_Exercise aim_
Using the entries below, output exactly the line containing "point(437, 391)" and all lines that follow it to the end.

_Data provided_
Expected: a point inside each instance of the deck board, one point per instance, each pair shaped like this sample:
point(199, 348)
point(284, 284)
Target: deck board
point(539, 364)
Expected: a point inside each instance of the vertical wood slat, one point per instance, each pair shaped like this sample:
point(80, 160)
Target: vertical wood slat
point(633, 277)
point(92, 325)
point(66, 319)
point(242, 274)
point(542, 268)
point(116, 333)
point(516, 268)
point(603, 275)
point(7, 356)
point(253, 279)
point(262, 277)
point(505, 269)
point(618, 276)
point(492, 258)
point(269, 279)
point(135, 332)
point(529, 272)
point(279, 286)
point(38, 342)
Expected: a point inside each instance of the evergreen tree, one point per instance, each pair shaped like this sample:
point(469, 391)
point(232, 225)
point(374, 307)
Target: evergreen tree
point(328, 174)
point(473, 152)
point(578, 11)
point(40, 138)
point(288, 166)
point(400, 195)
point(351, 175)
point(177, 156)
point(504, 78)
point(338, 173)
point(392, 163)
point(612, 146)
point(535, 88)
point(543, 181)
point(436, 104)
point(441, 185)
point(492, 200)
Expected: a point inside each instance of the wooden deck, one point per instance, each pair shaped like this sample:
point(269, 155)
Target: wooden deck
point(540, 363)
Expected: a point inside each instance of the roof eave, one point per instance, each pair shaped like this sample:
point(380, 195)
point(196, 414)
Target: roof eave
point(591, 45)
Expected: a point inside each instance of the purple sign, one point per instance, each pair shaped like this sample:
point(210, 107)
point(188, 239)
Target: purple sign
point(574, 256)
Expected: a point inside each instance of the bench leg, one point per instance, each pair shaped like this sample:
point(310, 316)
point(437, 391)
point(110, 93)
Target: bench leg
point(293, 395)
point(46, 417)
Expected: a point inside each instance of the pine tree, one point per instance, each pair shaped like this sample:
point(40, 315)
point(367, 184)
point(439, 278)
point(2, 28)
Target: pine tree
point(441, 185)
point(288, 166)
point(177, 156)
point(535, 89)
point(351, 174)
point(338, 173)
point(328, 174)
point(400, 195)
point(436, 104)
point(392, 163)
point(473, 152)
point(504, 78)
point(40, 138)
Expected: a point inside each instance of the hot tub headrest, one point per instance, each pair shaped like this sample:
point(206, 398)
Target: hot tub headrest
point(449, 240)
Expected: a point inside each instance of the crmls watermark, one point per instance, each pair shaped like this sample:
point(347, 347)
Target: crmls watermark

_Task answer_
point(437, 391)
point(110, 93)
Target: bench leg
point(293, 395)
point(46, 417)
Expected: a point inside each instance of the pine tree, one point per instance, each pair shaped like this sample:
point(40, 315)
point(367, 184)
point(439, 278)
point(2, 28)
Target: pine tree
point(441, 185)
point(288, 166)
point(177, 156)
point(535, 89)
point(351, 174)
point(338, 173)
point(328, 174)
point(400, 195)
point(436, 104)
point(392, 163)
point(473, 152)
point(504, 78)
point(40, 138)
Expected: a point inside each instance of the hot tub headrest, one point per instance, each pair shaped like this sample:
point(206, 398)
Target: hot tub headrest
point(449, 240)
Expected: a point inside each instance of the crmls watermark, one point per instance, each pair shaped like this sample:
point(347, 347)
Target: crmls watermark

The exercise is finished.